PROBLEM DETAILS: Quote the records beneath, complete and exact. Leave out images.

========================================================================

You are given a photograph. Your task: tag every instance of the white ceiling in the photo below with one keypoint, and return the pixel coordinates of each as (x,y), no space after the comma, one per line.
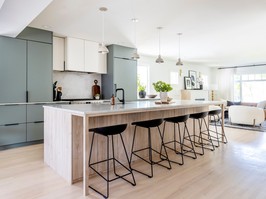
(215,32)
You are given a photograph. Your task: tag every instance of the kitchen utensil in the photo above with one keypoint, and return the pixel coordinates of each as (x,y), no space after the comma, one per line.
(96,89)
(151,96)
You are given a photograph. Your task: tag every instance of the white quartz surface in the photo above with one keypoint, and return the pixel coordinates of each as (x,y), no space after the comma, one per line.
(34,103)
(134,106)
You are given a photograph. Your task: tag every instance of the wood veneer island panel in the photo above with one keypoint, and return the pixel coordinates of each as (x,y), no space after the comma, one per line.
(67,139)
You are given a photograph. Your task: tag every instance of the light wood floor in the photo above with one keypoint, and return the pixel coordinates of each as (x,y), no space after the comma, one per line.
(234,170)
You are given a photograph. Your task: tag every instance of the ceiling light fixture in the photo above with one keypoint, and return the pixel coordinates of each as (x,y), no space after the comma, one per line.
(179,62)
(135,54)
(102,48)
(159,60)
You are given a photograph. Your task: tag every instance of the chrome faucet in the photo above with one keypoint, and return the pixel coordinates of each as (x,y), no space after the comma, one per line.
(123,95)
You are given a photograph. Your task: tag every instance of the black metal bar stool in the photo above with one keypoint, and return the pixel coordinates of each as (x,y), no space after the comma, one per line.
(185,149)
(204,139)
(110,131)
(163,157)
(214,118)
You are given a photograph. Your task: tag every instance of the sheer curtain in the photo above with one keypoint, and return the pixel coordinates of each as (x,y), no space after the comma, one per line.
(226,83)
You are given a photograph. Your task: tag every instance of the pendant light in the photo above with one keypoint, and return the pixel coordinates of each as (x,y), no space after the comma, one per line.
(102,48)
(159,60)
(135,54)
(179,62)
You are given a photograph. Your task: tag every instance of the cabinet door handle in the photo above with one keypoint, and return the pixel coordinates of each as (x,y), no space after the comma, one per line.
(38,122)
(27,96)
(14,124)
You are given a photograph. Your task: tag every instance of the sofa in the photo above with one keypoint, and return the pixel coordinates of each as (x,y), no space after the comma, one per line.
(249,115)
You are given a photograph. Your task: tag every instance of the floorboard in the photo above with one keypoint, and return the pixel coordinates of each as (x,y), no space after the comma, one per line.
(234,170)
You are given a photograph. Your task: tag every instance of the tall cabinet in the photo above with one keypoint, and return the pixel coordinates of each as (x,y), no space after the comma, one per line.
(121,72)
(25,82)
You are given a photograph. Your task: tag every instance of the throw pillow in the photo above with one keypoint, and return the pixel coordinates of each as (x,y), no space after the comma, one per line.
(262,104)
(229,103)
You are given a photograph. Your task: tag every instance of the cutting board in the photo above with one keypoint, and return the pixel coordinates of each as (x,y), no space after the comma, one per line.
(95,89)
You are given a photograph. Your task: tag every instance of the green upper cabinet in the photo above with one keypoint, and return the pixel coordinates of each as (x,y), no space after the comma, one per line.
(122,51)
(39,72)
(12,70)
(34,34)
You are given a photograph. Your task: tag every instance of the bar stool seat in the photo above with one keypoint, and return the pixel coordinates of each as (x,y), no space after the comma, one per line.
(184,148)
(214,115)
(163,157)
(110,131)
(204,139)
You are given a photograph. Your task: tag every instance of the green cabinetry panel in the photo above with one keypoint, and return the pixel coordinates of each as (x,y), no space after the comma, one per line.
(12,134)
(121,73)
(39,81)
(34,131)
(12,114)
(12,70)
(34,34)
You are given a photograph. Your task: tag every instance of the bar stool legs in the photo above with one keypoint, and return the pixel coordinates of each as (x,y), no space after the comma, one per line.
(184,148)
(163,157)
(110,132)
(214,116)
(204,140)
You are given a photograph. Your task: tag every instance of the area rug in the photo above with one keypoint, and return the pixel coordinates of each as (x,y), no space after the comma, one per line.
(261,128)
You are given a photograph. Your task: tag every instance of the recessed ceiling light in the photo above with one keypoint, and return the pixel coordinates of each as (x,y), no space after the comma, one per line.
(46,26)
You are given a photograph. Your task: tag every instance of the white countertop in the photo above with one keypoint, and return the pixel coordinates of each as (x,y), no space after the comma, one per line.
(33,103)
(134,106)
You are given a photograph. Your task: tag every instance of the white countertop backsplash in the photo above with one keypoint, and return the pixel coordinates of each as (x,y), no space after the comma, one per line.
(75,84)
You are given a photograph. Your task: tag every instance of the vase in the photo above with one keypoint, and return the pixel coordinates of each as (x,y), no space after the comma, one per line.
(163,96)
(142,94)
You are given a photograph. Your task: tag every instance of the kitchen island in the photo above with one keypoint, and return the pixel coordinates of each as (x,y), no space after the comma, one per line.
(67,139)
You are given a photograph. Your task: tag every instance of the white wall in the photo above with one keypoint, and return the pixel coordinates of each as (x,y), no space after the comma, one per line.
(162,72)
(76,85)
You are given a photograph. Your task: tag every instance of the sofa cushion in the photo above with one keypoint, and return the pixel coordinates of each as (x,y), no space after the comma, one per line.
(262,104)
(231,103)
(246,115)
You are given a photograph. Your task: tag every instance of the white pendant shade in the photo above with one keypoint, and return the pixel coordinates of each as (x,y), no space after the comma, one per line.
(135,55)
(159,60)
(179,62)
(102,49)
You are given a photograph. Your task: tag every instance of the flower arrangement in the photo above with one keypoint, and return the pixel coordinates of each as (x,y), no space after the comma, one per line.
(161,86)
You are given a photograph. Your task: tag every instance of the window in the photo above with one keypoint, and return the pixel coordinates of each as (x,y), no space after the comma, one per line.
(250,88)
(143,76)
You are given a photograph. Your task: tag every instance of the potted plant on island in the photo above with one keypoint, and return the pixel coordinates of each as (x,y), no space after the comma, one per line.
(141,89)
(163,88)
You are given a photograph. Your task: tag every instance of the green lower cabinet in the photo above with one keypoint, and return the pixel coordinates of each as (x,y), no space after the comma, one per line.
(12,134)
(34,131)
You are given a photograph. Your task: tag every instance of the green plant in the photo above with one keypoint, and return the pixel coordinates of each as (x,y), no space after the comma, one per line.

========================================================================

EXERCISE RESULT:
You are given a photograph. Your task: tag every instance of the white ceiling in the photo below with one keypoint, and return the pixel coordinates of each as (x,y), no space after the comma, one per line.
(215,32)
You are given a photograph. Your task: tag every instance of the kitchen utensil in the photo above with one keypoint, and return the pixel coordinates of each as (x,y), no space after the comma, one per line.
(96,89)
(151,96)
You are given a photograph. Your task: tag every instance of the white quartz surface in the photo above with one keypoint, and return the pixel coordinates of each as (x,y), no space after the comma, one per line.
(34,103)
(134,106)
You are given a photograph. Your task: tag every instance of the wood veneer island panel in the photo above with one keypoint, and return the pixel coordinates of each as (x,y), no space after the comma, one per line.
(67,139)
You are given a photograph. Your task: tag every instance of the light wood floor in the photo above with one keypoint, and return the pixel coordinates of each as (x,y), no space after the comma, one per line.
(234,170)
You are given a photograph. Your task: tag every instance of the ceiling light fixture in the photo above with one keypoint, and return the pixel coordinates of each as (x,y), no space after the comma, one per line.
(179,62)
(135,54)
(102,48)
(159,60)
You are given a photograph. Your task: tag every instance of the chrome faucet in the photo above with one keypoint, and return the pixel coordinates of each as (x,y), no space after the comma, one per line.
(123,95)
You are given a photograph. Your task: tag every instance of the black metal bar stool in the photo above with one keypoint, and return the pixel coordinates of each as (x,y), no space after the comma, one per line.
(185,149)
(204,139)
(110,131)
(163,157)
(214,118)
You are given a photograph. Your task: tag every instance of the sheer curtain in the photo above with one keypoint, and return the pixel coordinates of each as (x,y), no space after the comma, one per line.
(226,83)
You are given a photograph. Your task: tag every instance of the pendant light in the photo above with one keypoint, and return the pixel coordinates of each as (x,y), no space after the comma, one per line.
(102,48)
(159,60)
(135,54)
(179,62)
You are given a photograph. Your task: tag every instance of the cabinet door handle in the photo above with one keypoint, and return the pixel coordinates of each as (x,y), no space after the comma, one per line.
(38,122)
(27,96)
(14,124)
You are given a photograph. Your task: tag every instance of the sofa in the photo above with one keypoint, and return the pixel coordinates of each as (x,y), no space after the comma, one per line.
(249,115)
You are given a photograph. Your task: tag every instance of the floorboard in the photo above with one keypoint, and return the pixel coordinates of each as (x,y), no space after the comma, one per line.
(234,170)
You are given a photograph. Your task: tag every instance of the tall cabinet in the photo above with one keypoint, and return the pixel coordinates of each as (x,y), no space after the comma, one per line.
(121,72)
(25,82)
You are given a photograph. Your task: tag every instance of the throw pillow in the photo above with one keypoint, and return the pixel coordinates of each as (x,y), no space after the comma, one per line.
(262,104)
(229,103)
You are given a photograph. Your task: tag every instance of the cutting board in the photo above with one keypoint, and return the pixel coordinates of each as (x,y), no space after the comma, one per line.
(95,89)
You are given a photograph. Your task: tag every instance of the green upper cabinet in the photo above with one keypoint, and return the pixel coordinates of each as (x,y), no space after the comma, one per line.
(122,51)
(39,72)
(12,70)
(34,34)
You are given a photograph. Your task: tag every instance of the bar stool seat in the photo above with one keypoint, and return the pixel coordinates of each as (x,y), no space after the comma, one per line.
(184,148)
(214,115)
(163,157)
(110,131)
(204,139)
You are given a photograph. Your task: tag every instance of the green cabinetry panel in the photo above with one keypoint, and return the pixel coordinates of each as (x,y), no space after the comma, one per line.
(12,134)
(121,73)
(39,81)
(34,131)
(12,114)
(12,70)
(34,34)
You are given a photograph. Your task: tag every instance of the bar stool legs in the photo above with one keypoint, and return the pixel coordinates of each as (x,y), no space after the comma, one per line.
(184,148)
(163,157)
(110,132)
(214,116)
(204,140)
You are given a photograph. Your task: tag every instance of the area rug in the photo above with one keypoint, and return the pixel coordinates of each as (x,y), no space after the comma, one per line.
(261,128)
You are given a photograph. Your task: tag every instance of the recessed ceiling light in the photo above with one keypoint, and return the pixel coordinates of each as (x,y), no space after the comma, one per line.
(46,26)
You are given a photograph. Your task: tag every instance of the white countertop in the photo above with one keypoint, and return the pixel coordinates of each as (x,y), no space after the comma, one per line.
(33,103)
(134,106)
You are given a photograph. Your task: tag every instance of the white countertop backsplash in the photo above with one keypoint, and return the pixel coordinates of each as (x,y), no space after the comma, one per line.
(75,84)
You are given a photograph. Your task: tag every instance of the vase in the photo above with one keypoint, and return the pixel coordinates of each as (x,y), no space after the comma, one per line.
(163,96)
(142,94)
You are given a photograph. Your task: tag every instance of the kitchen island in the photo above with one keypoint, and return the pixel coordinates of each as (x,y), no space after the comma, one per line.
(67,139)
You are given a photograph. Your task: tag every instance of the white wall in the photo above with one keypoint, and return the pixel coordinates of each as (x,y), no space after the comma, one per line.
(162,72)
(76,85)
You are given a photograph. Your task: tag every instance of the sofa cushion in the photo above with one keypoint, and return the pixel coordinates of each as (x,y), no space after the comma, one per line.
(262,104)
(231,103)
(246,115)
You are given a photograph. Your task: tag every instance of the white pendant shade in the photo above with one keypoint, and return the pixel coordinates of each as (x,y), no space after the comma, one per line.
(135,55)
(159,60)
(179,62)
(102,49)
You are given a photograph. Your task: tag every instance of the flower arrangement in the photo above with one keypoint, and return the pixel coordinates of each as (x,y), no space after the comma, one per line.
(161,86)
You are given a photograph. Your task: tag every instance of the window in the photo above with one keypoint, and return the pixel coordinates of each as (x,y), no space after the comma, one per line.
(250,88)
(143,76)
You are given a photograph. Your task: tag every instance of the potted plant on island in the photo above with one keypoint, and return the pixel coordinates of each as (x,y), no space after the comma, one per line.
(141,89)
(163,88)
You are given a photograph. Your task: tag every instance of the green lower cabinet in the photo above with one keypoint, and return the pixel coordinates of each as (x,y), no space after the comma, one per line.
(12,134)
(34,131)
You are given a photograph. Your task: tag every instance of the green plant in the photo above with one keypoint, and return the pixel coordinates of each as (x,y), no space after the comma, one per line.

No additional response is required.